* [Required task] Copy the stretch of the forum thread below from "Just read the" through "added a smily.", word for word.

* [Page]
++++

We use a similar method to Jenny's.  It works for rosemary, thyme and basil.  I hang it in the basement near the dehumidifier or the furnace, whichever one is in use at the time.


----------



## Constance

Jen, my Granny Great was having a Women's Christian Temperance Union meeting in her home one hot summer's day, when Grampa's homemade beer started exploding in the basement. 
She was most embarrassed.


----------



## jennyema

Constance said:
			
		

> Jen, my Granny Great was having a Women's Christian Temperance Union meeting in her home one hot summer's day, when Grampa's homemade beer started exploding in the basement.
> She was most embarrassed.


----------



## Lotus954

I lived in Utah in the 70s when drinking was severely frowned upon.  I was trying a wine brewing kit that had a plastic container for brewing.  I had it in the room that was used to store canning containers.  One night I heard a huge explosion and ran downstairs to find that the escape valve for the gasses had plugged and the entire container had exploded all over the walls, shelves, etc.  Never could get the smell out of the room because all the shelves were wood.  When it came time to sell the house, it still smelled like a brewery and I got some really strange looks from people who did NOT buy the house.


----------



## CharlieD

How did parsley threead from 2005 become a wine exploding in 2010? Huh?


----------



## Lotus954

Just read the post before mine.


----------



## CharlieD

I know I've red the whole thread, it is just interesting the process of transformation. I shoudl have added a smily.


----------



## Aria

*Can you freeze parsley*

Yes.  Make sure it is dry and clean.  Remove leaves from stems.  Pack
in a small plastic contained and place in the freezer.  

It remains GREEN all Winter and is very suitable for use.  Aria


----------

++++

Saved data items:
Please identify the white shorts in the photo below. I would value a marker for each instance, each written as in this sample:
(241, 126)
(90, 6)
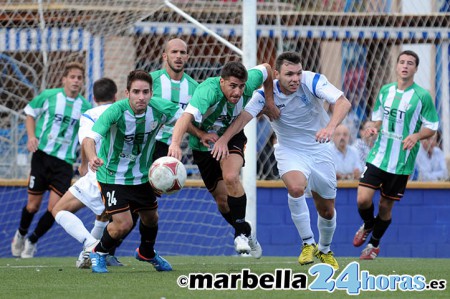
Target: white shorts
(86, 190)
(318, 168)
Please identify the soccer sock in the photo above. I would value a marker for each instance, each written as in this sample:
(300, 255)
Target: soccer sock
(326, 231)
(300, 216)
(238, 206)
(74, 227)
(43, 226)
(99, 227)
(106, 243)
(148, 239)
(25, 221)
(112, 251)
(378, 231)
(367, 217)
(228, 218)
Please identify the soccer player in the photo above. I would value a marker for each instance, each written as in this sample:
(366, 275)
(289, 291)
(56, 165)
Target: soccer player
(85, 191)
(404, 114)
(173, 84)
(304, 158)
(52, 124)
(127, 130)
(215, 104)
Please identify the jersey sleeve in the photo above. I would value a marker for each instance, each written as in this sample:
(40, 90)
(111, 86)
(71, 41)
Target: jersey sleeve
(428, 115)
(104, 122)
(171, 110)
(36, 106)
(256, 77)
(377, 113)
(204, 97)
(256, 103)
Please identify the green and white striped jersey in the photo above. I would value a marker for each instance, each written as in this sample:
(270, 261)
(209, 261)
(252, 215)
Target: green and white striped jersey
(57, 121)
(129, 140)
(179, 92)
(402, 112)
(213, 112)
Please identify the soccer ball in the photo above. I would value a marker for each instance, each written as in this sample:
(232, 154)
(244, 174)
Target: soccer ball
(167, 175)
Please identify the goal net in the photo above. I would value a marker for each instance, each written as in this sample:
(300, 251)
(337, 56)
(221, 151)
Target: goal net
(353, 43)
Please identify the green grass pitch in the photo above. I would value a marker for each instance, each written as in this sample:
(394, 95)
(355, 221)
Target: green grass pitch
(58, 278)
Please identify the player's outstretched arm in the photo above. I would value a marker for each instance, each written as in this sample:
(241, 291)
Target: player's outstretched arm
(270, 109)
(220, 149)
(410, 141)
(340, 111)
(89, 148)
(181, 127)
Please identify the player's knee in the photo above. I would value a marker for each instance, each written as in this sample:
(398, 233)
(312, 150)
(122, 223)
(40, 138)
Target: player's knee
(326, 212)
(363, 202)
(33, 207)
(296, 191)
(231, 179)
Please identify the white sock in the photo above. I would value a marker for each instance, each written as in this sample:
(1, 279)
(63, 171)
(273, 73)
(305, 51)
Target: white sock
(300, 217)
(74, 227)
(326, 231)
(99, 227)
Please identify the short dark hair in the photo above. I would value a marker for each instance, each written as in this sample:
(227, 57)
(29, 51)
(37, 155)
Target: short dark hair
(139, 75)
(105, 90)
(290, 56)
(73, 65)
(234, 69)
(410, 53)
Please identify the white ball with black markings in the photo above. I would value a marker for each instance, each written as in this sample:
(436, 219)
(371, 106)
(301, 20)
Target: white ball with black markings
(167, 175)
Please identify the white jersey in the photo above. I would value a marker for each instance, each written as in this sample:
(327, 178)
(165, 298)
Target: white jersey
(86, 189)
(302, 113)
(88, 119)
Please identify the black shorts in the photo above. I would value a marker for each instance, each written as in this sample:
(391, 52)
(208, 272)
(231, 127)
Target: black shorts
(161, 150)
(120, 198)
(49, 173)
(392, 186)
(209, 167)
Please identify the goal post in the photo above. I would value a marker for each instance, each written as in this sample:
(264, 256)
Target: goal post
(354, 43)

++++

* [Correct answer]
Just read the post before mine.


----------



## CharlieD

I know I've red the whole thread, it is just interesting the process of transformation. I shoudl have added a smily.